■ **TASK LIST**:
[1] Answer these questions from the article on The Biggest Loser: Special Edition.
(a) Who hosts the show?
(b) How many days do the special edition contestants spend at the ranch?
(c) What did the Muha family win for the pop quiz?
[2] For each statement, say whether it agrees with the article on The Biggest Loser: Special Edition, and quote the words of the article that decide it.
(a) The special edition debuted on January 4, 2006.
(b) Edwin Chapman and Rasha Spindel worked with Jillian.
(c) For winning the Treadmill Challenge, the Senti family got an extra week of workouts with Jillian.
[3] Repeat the passage of the article on The Biggest Loser: Special Edition that starts at the words "The Muha family wins the final" and ends after the words "trip to Jamaica.".

The Biggest Loser: Special Edition is a special edition of the NBC reality television series The Biggest Loser.  The special edition debuted on January 4, 2006.

Synopsis
In contrast to the regular series, the special edition typically consists of teams who already know each other, rather than strangers. The show is hosted by comedian Caroline Rhea with Bob Harper and Jillian Michaels as the two personal trainers.

Instead of spending months at the ranch and then continuing to lose more weight at home, the special edition contestants are only spending 11 days at the ranch and then returning home for "several" months. At the end, all the contestants come back to be weighed for the final time and one team will ultimately be declared the "Biggest Loser(s)."

Episodes

Episode 1

The Muha Family vs. The Samuels Family
 Red team working with Jillian: Otto Muha, Erica Muha, and Shaun Muha
 Blue team working with Bob: Don Samuels, Melony Samuels, and Ravee Samuels
 The Muha family wins the ice cream challenge and wins a computer, digital camera, and printer.
 The Muha family wins the pop quiz and wins a $2,500 shopping spree.
 By winning the weigh-in at the ranch, the Samuels family wins a 5-day trip to a spa.
 The Muha family wins the final weigh-in and $50,000 cash.

Episode 2

Engaged Couple vs. Engaged Couple
 Red team working with Jillian: Steve Rothermel and Sarah Eberwein
 Blue team working with Bob: Edwin Chapman and Rasha Spindel
 Steve & Sarah Win Limo Challenge winning $5000 and a chef for a week.
 Steve & Sarah Win first weight-in losing 55 lb lost total to the Blue Teams 41 lb. Winning a Honeymoon trip to Jamaica.
 Steve & Sarah Wins Final Weigh-in losing 170 lb total to the Blue Teams 133 lb. Winning $50,000 for a Dream Wedding.

Episode 3

The Senti Family (50s Diner) vs. The Sapienzas Family (Little Italy)
 Red team working with Jillian: Alexa Sapienza, Toni Sapienza, Robert Sapienza, and Daniela Sapienza
 Blue team working with Bob: Scott Senti, Tammy Senti, Kelly Wilcox, and Emily Senti
 The Senti family wins the Treadmill Challenge and is able to work out with Bob for an additional week.
 By winning the weigh-in at the ranch, the Senti family wins a vacation to a resort.
 The Senti family wins the final weigh in and $50,000.

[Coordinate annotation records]
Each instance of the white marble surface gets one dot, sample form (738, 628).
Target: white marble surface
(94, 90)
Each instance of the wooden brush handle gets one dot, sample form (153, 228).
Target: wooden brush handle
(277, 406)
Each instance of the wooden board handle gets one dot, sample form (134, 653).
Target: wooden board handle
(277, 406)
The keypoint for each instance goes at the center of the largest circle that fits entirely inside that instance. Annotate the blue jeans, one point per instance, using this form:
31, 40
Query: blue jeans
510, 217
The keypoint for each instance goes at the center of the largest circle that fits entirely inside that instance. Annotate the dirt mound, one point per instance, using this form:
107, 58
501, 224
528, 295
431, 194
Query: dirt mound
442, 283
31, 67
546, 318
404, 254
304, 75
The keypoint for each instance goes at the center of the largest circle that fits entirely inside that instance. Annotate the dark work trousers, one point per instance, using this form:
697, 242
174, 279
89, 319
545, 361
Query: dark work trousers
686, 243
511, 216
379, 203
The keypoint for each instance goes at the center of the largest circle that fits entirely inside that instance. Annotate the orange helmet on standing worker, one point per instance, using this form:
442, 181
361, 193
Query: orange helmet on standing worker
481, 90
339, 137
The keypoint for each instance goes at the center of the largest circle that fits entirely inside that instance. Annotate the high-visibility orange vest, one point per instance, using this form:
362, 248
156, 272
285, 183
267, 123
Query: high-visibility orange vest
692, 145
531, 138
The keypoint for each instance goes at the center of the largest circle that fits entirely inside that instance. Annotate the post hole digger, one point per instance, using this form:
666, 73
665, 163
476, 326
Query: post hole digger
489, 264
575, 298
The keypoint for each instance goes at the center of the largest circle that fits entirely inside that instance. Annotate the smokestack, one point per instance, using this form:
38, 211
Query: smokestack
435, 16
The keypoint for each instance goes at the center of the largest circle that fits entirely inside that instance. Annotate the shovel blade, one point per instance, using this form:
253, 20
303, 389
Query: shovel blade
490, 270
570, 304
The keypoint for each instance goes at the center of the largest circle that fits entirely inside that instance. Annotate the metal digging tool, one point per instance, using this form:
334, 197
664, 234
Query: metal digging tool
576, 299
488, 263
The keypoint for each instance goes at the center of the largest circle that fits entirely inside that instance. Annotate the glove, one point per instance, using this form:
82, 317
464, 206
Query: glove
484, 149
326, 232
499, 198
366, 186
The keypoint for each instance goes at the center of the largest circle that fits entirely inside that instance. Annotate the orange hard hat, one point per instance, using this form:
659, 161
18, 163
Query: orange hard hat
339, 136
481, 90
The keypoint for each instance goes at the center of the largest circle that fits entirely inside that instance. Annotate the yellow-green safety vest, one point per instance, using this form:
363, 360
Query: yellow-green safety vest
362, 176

■ **SOLUTIONS IN ORDER**:
[1]
(a) Comedian Caroline Rhea
(b) 11 days
(c) A $2,500 shopping spree

[2]
(a) Yes: "The special edition debuted on January 4, 2006."
(b) No: "Blue team working with Bob: Edwin Chapman and Rasha Spindel"
(c) No: "The Senti family wins the Treadmill Challenge and is able to work out with Bob for an additional week."

[3]
The Muha family wins the final weigh-in and $50,000 cash.

Episode 2

Engaged Couple vs. Engaged Couple
 Red team working with Jillian: Steve Rothermel and Sarah Eberwein
 Blue team working with Bob: Edwin Chapman and Rasha Spindel
 Steve & Sarah Win Limo Challenge winning $5000 and a chef for a week.
 Steve & Sarah Win first weight-in losing 55 lb lost total to the Blue Teams 41 lb. Winning a Honeymoon trip to Jamaica.